Task brief: Please copy out all of the data below, reproducing every line character for character.

Rows:
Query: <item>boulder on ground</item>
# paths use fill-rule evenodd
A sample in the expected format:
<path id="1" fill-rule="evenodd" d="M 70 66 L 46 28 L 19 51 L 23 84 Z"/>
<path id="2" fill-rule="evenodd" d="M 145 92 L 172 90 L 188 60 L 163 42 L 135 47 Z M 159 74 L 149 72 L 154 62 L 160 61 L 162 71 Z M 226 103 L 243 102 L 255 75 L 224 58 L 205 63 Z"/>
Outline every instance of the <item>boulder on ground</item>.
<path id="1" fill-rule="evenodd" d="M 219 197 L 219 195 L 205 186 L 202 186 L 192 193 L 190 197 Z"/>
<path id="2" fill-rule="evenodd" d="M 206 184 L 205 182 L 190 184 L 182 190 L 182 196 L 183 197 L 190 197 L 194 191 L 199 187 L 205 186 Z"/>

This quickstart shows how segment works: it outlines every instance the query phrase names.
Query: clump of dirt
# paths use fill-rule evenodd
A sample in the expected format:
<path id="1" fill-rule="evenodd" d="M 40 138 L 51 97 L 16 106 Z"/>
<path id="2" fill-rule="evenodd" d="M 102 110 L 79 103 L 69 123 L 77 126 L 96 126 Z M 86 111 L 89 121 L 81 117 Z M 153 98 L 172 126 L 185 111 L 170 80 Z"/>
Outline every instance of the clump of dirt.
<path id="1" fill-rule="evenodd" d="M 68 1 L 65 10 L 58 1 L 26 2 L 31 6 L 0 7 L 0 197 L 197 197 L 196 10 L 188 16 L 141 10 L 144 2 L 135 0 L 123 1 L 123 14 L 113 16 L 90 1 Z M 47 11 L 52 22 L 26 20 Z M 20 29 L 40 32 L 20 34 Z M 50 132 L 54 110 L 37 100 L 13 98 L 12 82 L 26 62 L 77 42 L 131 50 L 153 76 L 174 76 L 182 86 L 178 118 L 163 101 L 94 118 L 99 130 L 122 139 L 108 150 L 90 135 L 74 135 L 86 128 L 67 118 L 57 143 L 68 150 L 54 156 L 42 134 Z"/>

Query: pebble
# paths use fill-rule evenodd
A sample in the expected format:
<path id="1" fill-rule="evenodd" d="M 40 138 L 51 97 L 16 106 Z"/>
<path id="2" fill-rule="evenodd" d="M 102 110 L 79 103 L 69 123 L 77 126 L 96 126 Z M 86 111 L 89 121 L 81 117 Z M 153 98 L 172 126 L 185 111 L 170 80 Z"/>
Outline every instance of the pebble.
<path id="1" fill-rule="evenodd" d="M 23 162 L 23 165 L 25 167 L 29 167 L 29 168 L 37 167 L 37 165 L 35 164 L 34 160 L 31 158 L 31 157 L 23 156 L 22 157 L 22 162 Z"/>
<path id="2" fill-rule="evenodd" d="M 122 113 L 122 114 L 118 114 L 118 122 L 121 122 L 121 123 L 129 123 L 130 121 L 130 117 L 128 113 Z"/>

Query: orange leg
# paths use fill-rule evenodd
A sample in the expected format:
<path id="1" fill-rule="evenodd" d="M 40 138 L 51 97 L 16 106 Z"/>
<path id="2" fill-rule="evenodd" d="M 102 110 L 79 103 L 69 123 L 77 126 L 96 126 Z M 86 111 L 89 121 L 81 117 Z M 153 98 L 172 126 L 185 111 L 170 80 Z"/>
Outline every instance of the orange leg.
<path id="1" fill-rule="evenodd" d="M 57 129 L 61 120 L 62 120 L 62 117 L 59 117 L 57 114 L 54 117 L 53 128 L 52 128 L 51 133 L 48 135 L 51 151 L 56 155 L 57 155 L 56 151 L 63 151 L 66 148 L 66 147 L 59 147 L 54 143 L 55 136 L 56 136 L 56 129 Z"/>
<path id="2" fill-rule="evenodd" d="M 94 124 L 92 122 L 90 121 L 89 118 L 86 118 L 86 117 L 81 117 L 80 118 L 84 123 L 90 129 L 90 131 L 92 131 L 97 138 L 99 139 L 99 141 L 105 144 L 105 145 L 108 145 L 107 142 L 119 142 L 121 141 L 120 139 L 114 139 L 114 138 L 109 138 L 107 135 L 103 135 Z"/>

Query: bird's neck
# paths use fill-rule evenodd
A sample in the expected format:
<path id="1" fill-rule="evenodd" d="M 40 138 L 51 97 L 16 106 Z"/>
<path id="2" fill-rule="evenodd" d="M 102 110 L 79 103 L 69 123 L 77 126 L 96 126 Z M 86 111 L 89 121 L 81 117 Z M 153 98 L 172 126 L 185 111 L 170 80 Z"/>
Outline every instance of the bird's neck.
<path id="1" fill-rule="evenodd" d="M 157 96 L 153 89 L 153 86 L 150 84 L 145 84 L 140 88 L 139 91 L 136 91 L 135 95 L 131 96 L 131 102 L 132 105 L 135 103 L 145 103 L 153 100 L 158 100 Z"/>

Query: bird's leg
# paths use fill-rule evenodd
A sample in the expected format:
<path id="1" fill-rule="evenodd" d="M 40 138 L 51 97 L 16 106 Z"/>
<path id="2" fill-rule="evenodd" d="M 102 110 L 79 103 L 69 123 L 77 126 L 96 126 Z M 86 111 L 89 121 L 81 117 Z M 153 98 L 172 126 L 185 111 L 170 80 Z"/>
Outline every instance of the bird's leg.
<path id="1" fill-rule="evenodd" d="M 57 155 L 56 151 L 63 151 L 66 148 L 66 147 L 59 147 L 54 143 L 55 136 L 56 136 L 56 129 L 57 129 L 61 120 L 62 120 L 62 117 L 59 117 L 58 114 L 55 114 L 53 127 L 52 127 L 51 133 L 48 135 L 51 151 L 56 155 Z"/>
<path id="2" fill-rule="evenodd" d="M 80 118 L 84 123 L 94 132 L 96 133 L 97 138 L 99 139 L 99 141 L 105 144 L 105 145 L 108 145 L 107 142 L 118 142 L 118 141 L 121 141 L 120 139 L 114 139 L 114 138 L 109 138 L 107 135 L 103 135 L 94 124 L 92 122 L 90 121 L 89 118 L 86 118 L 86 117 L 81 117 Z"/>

Exercise output:
Query: <item>boulder on ground</item>
# paths use fill-rule evenodd
A sample in the expected format:
<path id="1" fill-rule="evenodd" d="M 70 66 L 46 28 L 19 51 L 23 84 Z"/>
<path id="2" fill-rule="evenodd" d="M 145 92 L 172 90 L 188 60 L 163 42 L 135 47 Z M 159 74 L 149 72 L 154 62 L 160 61 L 162 71 Z M 226 103 L 243 102 L 255 75 L 224 58 L 205 63 Z"/>
Outline every instance of the <item>boulder on ground</item>.
<path id="1" fill-rule="evenodd" d="M 219 197 L 219 195 L 205 186 L 202 186 L 192 193 L 190 197 Z"/>
<path id="2" fill-rule="evenodd" d="M 206 184 L 205 182 L 190 184 L 182 190 L 182 196 L 183 197 L 190 197 L 194 191 L 199 187 L 205 186 Z"/>

This quickstart shows how segment works: it outlines every instance the query phrase names.
Query: clump of dirt
# paths use fill-rule evenodd
A sample in the expected format:
<path id="1" fill-rule="evenodd" d="M 40 138 L 51 97 L 16 106 Z"/>
<path id="2" fill-rule="evenodd" d="M 102 110 L 79 103 L 69 123 L 77 126 L 96 126 Z M 86 111 L 89 121 L 81 117 Z M 153 98 L 172 126 L 185 111 L 170 80 Z"/>
Outline every instance of the clump of dirt.
<path id="1" fill-rule="evenodd" d="M 68 1 L 65 10 L 58 1 L 26 2 L 31 6 L 0 7 L 0 197 L 197 197 L 196 10 L 188 16 L 141 10 L 144 2 L 135 0 L 123 1 L 123 14 L 113 16 L 90 1 Z M 47 11 L 52 22 L 26 20 Z M 20 29 L 40 32 L 20 34 Z M 50 132 L 54 110 L 37 100 L 13 98 L 12 82 L 26 62 L 77 42 L 131 50 L 153 76 L 174 76 L 182 86 L 178 118 L 163 101 L 94 118 L 99 130 L 122 139 L 108 150 L 90 135 L 74 135 L 86 128 L 67 118 L 57 143 L 68 150 L 54 156 L 42 134 Z"/>

Query: pebble
# paths use fill-rule evenodd
A sample in the expected format:
<path id="1" fill-rule="evenodd" d="M 40 138 L 51 97 L 16 106 Z"/>
<path id="2" fill-rule="evenodd" d="M 102 110 L 79 103 L 69 123 L 77 126 L 96 126 Z M 86 111 L 89 121 L 81 117 Z M 153 98 L 172 126 L 185 111 L 170 80 Z"/>
Outline every instance of the pebble.
<path id="1" fill-rule="evenodd" d="M 23 162 L 23 165 L 25 167 L 29 167 L 29 168 L 37 167 L 37 165 L 35 164 L 34 160 L 31 158 L 31 157 L 23 156 L 22 157 L 22 162 Z"/>
<path id="2" fill-rule="evenodd" d="M 122 113 L 122 114 L 118 114 L 118 122 L 121 122 L 121 123 L 129 123 L 130 121 L 130 117 L 128 113 Z"/>

Query: orange leg
# paths use fill-rule evenodd
A sample in the expected format:
<path id="1" fill-rule="evenodd" d="M 40 138 L 51 97 L 16 106 Z"/>
<path id="2" fill-rule="evenodd" d="M 102 110 L 79 103 L 69 123 L 77 126 L 96 126 Z M 86 111 L 89 121 L 81 117 Z M 153 98 L 172 126 L 185 111 L 170 80 Z"/>
Outline every instance of the orange leg.
<path id="1" fill-rule="evenodd" d="M 57 129 L 61 120 L 62 120 L 62 117 L 59 117 L 57 114 L 54 117 L 53 128 L 52 128 L 51 133 L 48 135 L 51 151 L 56 155 L 57 155 L 56 151 L 63 151 L 66 148 L 66 147 L 59 147 L 54 143 L 55 136 L 56 136 L 56 129 Z"/>
<path id="2" fill-rule="evenodd" d="M 94 124 L 92 122 L 90 121 L 89 118 L 86 118 L 86 117 L 81 117 L 80 118 L 84 123 L 90 129 L 90 131 L 92 131 L 97 138 L 99 139 L 99 141 L 105 144 L 105 145 L 108 145 L 107 142 L 119 142 L 121 141 L 120 139 L 114 139 L 114 138 L 109 138 L 107 135 L 103 135 Z"/>

Query: bird's neck
# paths use fill-rule evenodd
A sample in the expected format:
<path id="1" fill-rule="evenodd" d="M 40 138 L 51 97 L 16 106 Z"/>
<path id="2" fill-rule="evenodd" d="M 102 110 L 79 103 L 69 123 L 77 126 L 96 126 Z M 86 111 L 89 121 L 81 117 Z M 153 98 L 172 126 L 185 111 L 170 80 Z"/>
Outline every instance of the bird's neck.
<path id="1" fill-rule="evenodd" d="M 157 96 L 153 89 L 153 86 L 150 84 L 145 84 L 140 88 L 139 91 L 136 91 L 135 95 L 131 96 L 131 102 L 132 105 L 135 103 L 145 103 L 153 100 L 158 100 Z"/>

Query: bird's leg
# paths use fill-rule evenodd
A sample in the expected format:
<path id="1" fill-rule="evenodd" d="M 40 138 L 51 97 L 16 106 Z"/>
<path id="2" fill-rule="evenodd" d="M 102 110 L 79 103 L 69 123 L 77 126 L 96 126 Z M 86 111 L 89 121 L 81 117 Z M 153 98 L 172 126 L 185 111 L 170 80 Z"/>
Outline every instance of the bird's leg.
<path id="1" fill-rule="evenodd" d="M 57 155 L 56 151 L 63 151 L 66 148 L 66 147 L 59 147 L 54 143 L 55 136 L 56 136 L 56 129 L 57 129 L 61 120 L 62 120 L 62 117 L 59 117 L 58 114 L 55 114 L 53 127 L 52 127 L 51 133 L 48 135 L 51 151 L 56 155 Z"/>
<path id="2" fill-rule="evenodd" d="M 80 118 L 84 123 L 94 132 L 96 133 L 97 138 L 99 139 L 99 141 L 105 144 L 105 145 L 108 145 L 107 142 L 118 142 L 118 141 L 121 141 L 120 139 L 114 139 L 114 138 L 109 138 L 107 135 L 103 135 L 94 124 L 92 122 L 90 121 L 89 118 L 86 118 L 86 117 L 81 117 Z"/>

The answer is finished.